Given problem: Transcribe all of the records word for word, but omit the pictures.
-=-=-=-=-
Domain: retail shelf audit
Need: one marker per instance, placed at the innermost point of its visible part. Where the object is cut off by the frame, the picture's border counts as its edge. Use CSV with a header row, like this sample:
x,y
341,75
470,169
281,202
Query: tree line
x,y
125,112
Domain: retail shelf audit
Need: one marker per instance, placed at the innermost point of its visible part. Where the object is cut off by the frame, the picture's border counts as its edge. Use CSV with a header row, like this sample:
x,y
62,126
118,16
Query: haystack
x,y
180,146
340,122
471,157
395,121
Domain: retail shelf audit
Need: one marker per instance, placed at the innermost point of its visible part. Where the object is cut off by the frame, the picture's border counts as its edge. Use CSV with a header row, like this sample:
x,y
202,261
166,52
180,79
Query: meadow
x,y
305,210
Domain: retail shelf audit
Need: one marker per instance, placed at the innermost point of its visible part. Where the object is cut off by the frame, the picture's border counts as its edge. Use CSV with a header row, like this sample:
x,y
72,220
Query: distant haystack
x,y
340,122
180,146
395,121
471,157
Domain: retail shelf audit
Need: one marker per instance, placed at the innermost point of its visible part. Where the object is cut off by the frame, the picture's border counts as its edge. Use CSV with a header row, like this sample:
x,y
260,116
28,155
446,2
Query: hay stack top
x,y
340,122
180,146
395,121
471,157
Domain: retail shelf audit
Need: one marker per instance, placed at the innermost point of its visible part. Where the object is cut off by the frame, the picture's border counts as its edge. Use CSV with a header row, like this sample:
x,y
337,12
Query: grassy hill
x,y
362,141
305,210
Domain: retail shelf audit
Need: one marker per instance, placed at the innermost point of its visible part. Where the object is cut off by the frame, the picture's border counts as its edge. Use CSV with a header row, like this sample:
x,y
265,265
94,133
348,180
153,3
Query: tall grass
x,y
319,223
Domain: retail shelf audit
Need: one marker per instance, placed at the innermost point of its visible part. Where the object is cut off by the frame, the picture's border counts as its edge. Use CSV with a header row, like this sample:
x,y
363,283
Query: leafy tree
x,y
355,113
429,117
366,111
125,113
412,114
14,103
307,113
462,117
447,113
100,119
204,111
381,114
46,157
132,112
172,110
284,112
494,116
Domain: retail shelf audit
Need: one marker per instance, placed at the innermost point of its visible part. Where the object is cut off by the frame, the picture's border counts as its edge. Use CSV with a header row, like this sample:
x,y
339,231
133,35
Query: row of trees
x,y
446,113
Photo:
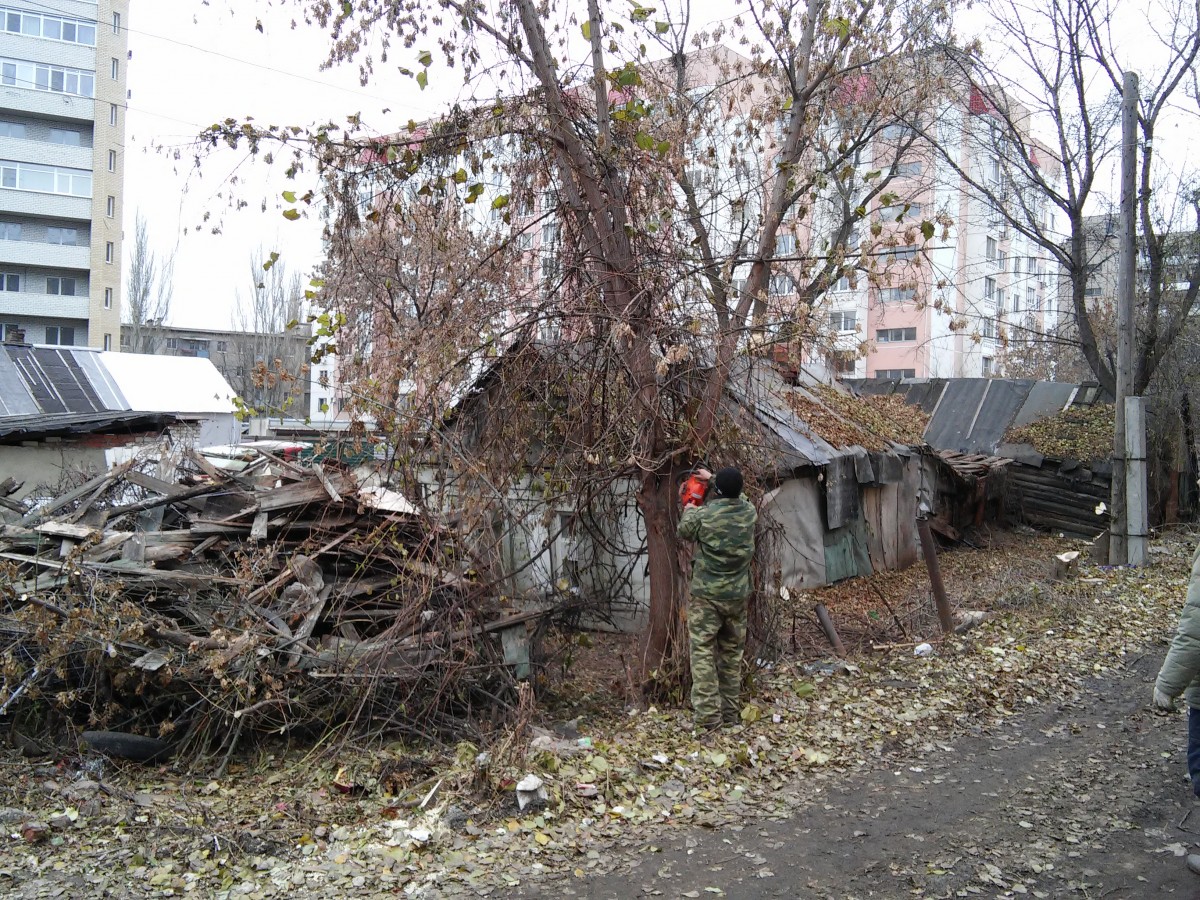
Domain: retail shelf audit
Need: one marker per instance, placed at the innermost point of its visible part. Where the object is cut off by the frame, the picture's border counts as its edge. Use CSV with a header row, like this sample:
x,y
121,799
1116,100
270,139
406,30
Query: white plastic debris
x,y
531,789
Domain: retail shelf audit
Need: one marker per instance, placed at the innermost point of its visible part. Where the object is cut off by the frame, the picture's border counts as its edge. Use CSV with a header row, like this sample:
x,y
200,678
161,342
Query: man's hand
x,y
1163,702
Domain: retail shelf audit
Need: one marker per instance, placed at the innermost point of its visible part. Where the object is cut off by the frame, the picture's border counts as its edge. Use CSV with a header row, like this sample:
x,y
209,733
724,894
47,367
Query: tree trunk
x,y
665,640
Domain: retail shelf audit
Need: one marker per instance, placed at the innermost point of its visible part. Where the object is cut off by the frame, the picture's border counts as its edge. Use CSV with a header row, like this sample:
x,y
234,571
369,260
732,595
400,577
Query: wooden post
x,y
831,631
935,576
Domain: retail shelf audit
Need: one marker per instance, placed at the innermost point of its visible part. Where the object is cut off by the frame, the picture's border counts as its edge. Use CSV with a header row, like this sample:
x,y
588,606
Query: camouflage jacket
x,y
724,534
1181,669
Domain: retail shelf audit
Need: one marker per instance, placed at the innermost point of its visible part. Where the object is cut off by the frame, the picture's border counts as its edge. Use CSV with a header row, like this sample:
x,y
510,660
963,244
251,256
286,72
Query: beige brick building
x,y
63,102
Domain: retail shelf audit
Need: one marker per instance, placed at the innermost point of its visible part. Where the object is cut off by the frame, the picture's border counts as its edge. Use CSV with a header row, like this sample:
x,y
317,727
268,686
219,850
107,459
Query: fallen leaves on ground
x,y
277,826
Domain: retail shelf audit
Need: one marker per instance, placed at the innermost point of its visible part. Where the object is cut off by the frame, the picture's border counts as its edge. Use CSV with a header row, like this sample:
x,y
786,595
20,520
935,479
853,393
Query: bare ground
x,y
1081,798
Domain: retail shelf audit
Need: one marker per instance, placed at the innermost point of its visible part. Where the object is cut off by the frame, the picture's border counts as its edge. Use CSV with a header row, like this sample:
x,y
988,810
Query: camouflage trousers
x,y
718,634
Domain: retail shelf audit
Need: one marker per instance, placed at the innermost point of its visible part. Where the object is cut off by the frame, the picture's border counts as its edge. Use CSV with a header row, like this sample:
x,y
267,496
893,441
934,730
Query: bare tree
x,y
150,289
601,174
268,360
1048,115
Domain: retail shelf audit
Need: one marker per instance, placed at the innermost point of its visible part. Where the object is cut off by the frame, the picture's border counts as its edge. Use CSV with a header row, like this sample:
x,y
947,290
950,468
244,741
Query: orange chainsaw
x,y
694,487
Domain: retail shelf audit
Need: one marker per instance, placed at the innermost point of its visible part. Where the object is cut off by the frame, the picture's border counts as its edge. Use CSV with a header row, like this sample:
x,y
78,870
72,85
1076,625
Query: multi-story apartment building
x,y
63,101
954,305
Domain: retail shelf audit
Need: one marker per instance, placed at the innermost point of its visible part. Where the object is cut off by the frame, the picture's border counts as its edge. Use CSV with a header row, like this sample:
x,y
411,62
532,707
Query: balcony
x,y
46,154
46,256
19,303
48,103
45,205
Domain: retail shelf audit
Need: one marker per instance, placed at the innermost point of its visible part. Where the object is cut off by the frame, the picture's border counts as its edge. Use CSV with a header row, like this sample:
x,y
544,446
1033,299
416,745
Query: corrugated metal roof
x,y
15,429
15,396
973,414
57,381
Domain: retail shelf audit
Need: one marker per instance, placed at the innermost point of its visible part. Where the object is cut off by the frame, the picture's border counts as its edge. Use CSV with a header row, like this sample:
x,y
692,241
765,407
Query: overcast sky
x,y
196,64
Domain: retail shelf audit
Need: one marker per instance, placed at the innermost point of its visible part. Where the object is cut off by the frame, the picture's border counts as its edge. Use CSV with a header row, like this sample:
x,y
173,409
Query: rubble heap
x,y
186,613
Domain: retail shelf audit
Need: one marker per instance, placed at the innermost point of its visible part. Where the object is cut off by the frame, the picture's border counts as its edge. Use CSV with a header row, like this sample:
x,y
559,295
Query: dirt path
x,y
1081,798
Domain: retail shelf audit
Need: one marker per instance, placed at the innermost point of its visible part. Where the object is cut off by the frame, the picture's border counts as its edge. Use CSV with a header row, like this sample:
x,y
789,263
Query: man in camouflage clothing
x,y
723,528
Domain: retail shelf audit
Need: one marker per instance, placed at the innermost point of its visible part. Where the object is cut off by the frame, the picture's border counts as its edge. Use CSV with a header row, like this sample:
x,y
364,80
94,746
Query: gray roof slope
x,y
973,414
-=-=-=-=-
Answer for the task:
Domain: retail shelf audit
Need: one marker per instance, placed at the innermost point of its visible part. Where the object is cut off by the frame, the picture's border counts as its edge. Use CSV with a header row, like this sample:
x,y
341,75
470,169
281,202
Query: tree line
x,y
125,112
Domain: retail shelf audit
Need: one marker per instance, placed at the innermost point of its visible part. Where the object is cut off by the frame, the picture's border counts as its edge. Use CSV with a header row, like this sample:
x,y
62,126
118,16
Query: haystack
x,y
180,146
340,122
471,157
395,121
Domain: retail shelf audit
Need: one marker per instance, placed at the innermost point of its visible part. Where the object is cut off by the frame, the picture's border counts as its edge. Use CSV with a header row, like this sample:
x,y
202,261
166,52
180,79
Query: meadow
x,y
305,210
Domain: retail shelf audit
Need: one marker per instance, placed at the innermost point of its visible part. Where the object is cut off by the frame, the picture's border counts as its edge. Use CSV with a header row, like this sample:
x,y
72,220
Query: distant haystack
x,y
340,122
180,146
395,121
471,157
Domain: retail shelf audit
Need: one marker per instance, placed at the innermost point of its visible part. Where the object is cut off by the frame, the picture's border counts as its edge. Use CSV with a header row, like this sample:
x,y
260,116
28,155
446,2
Query: hay stack top
x,y
340,122
180,146
395,121
471,157
Domain: retail shelf audit
Need: one marker per instance, placed at the innermost point of its visible part. Where the object is cut off by the frame, the picture's border counts as its edge. Use CSV with a header row, like this sample:
x,y
337,12
Query: grassy hill
x,y
362,141
305,210
Domain: retail shelf audit
Need: one marker per instance, placed at the innermost point of its visible part. Where the object is cut off by the frame, the picture's border counts as its edge. Use CSV with a header row, like this sample:
x,y
265,265
94,133
348,180
153,3
Query: tall grass
x,y
319,223
Domain: retail shelf audit
Need: one marker per instance, placed at the innermost point of its visible part. Where the object is cut off by the frame, the picture's border counts as its edge. Use CSV with a header row, like this sample:
x,y
363,283
Query: leafy tree
x,y
355,113
429,117
366,111
125,113
412,114
14,103
307,113
462,117
447,113
100,119
204,111
381,114
46,157
132,112
172,110
284,112
494,116
Domain: retail shelf audit
Need: one marker per instance, placed at the innermost point of its visible part. Where the object is cut off by the frame, the picture's border counts as its edge. Use CSV with a header row, like this sample:
x,y
339,231
133,35
Query: row of trees
x,y
446,113
Photo:
Domain: retail shelf audit
Need: one marker per instance, placed at the innermost point of its visible part. Where the object is cut off by the frame, the picture's border counts as its edge. Use CSV with a header row, like this sample:
x,y
121,799
1116,100
270,139
406,30
Query: white plastic debris
x,y
531,789
Domain: retail shelf audit
Need: one marker per instance, placed at the innermost point of its visible part. Where the object is cut off by the frame, the picture's border counts as its edge. Use CSV with a header row, like this sample:
x,y
200,678
161,342
Query: man's hand
x,y
1163,702
Domain: retail shelf audit
Need: one marker per instance, placed at the innermost point of its visible part. Where the object is cut off by the frame, the picture's border counts as its edge. Use CSV with a header row, like this sample:
x,y
209,733
724,894
47,367
Query: tree trunk
x,y
665,640
Domain: retail shelf audit
Need: one marker per instance, placed at the innermost point of its visible part. Where the object is cut off by the frame, the picture's border counts as its edge. Use CSV with a header row, like this sample:
x,y
234,571
369,260
732,595
400,577
Query: wooden post
x,y
831,631
935,576
Domain: retail shelf audit
Need: one marker per instance, placed at the innermost point of its visible part. Where the object is cut off by the frame, the picture's border counts as its edge. Use CSV with a header row, like this sample:
x,y
588,606
Query: camouflage jacket
x,y
724,534
1181,669
Domain: retail shelf audit
Need: one marker per instance, placed at the innermost point of its visible part. Where the object is cut off by the frame, the picture's border counts as its edge. Use CSV with a header row, like this sample:
x,y
510,660
963,244
251,256
286,72
Query: beige brick building
x,y
63,102
Domain: retail shelf audit
Need: one marker per instance, placed at the innermost point of its visible part. Where the object is cut off by the frame, the picture's border counts as its edge. Use CSV with a header row, like this sample:
x,y
317,727
268,686
219,850
107,459
Query: fallen leaves on ground
x,y
277,826
Domain: retail shelf audit
Need: one marker per instance, placed at the innermost point of its visible part. Where the object is cut off by the frame, the picture's border counts as its edge. Use CSV with a header row, like this sample:
x,y
786,595
20,520
935,479
853,393
Query: bare ground
x,y
1081,798
Domain: retail shelf audit
Need: one marker per instance, placed at the innermost point of its visible part. Where the object is cut off by the frame, the picture's border counts as its edge. Use CSV with a header row, like this sample:
x,y
988,810
Query: camouflage trousers
x,y
718,634
Domain: retail shelf audit
Need: one marker per instance, placed at the innermost point of its visible part. Where the object is cut off by the frame, the picture's border counts as its edge. Use CSV with a header row, like this sample:
x,y
267,496
893,441
934,730
Query: bare tree
x,y
150,289
601,174
268,360
1048,115
Domain: retail shelf audit
Need: one marker per instance, placed at the innermost point of its visible part. Where the object is cut off by the frame, the picture's border counts as its edge. Use CSV with a header row, like this sample:
x,y
947,290
950,468
244,741
Query: orange chainsaw
x,y
694,487
Domain: retail shelf audit
Need: one marker per instance, placed at the innermost point of its visible part. Where the object is cut off by the frame, the picture's border counts as its edge. Use CSV with a header row, like this sample:
x,y
78,870
72,85
1076,625
Query: multi-story apartment building
x,y
63,101
954,305
Domain: retail shelf audit
Need: one marker per instance, placed at the innermost point of its visible part. Where the object is cut off by the frame, the picture's border counts as its edge. Use CSV with a header row, like this sample:
x,y
411,62
532,707
Query: balcony
x,y
46,154
46,256
19,303
48,103
45,205
Domain: retail shelf audit
Need: one marker per instance, placed at the innermost point of its visible part. Where the object is cut off by the frame, the picture's border counts as its edge. Use CSV with a header row, like this sample:
x,y
544,446
1033,299
416,745
Query: corrugated metal roof
x,y
15,429
15,396
973,414
57,381
Domain: retail shelf audit
Need: one marker per instance, placed at the innermost point of its visible part. Where the object is cut off by the frame, the picture's border counts as its edge. Use CSV with a header row, like this sample:
x,y
692,241
765,407
Query: overcast sky
x,y
196,64
Domain: retail shelf audit
Need: one marker per instance, placed at the innermost point of its visible part. Where the object is cut off by the frame, the picture's border counts as its edge. Use CSV with a header row, like this sample:
x,y
173,409
Query: rubble heap
x,y
186,613
Domain: retail shelf audit
Need: one marker per instance, placed at the innermost point of its visible part. Where the object is cut off by the frame, the picture's border counts as its edge. Use CSV with a header row, like this sample:
x,y
559,295
Query: dirt path
x,y
1081,798
Domain: retail shelf audit
Need: one marker per instance, placed at the innermost point of its visible part. Where the object is cut off by the frame, the picture's border counts as its edge. Use CSV with a header row, like this sample:
x,y
789,263
Query: man in camouflage clothing
x,y
723,528
Domain: retail shelf audit
Need: one marker per instance, placed at the innermost point of its visible part. Where the object is cut off by the frame, the picture's border counts as its edge. Use CSV with a header row, like this sample:
x,y
364,80
94,746
Query: gray roof slope
x,y
973,414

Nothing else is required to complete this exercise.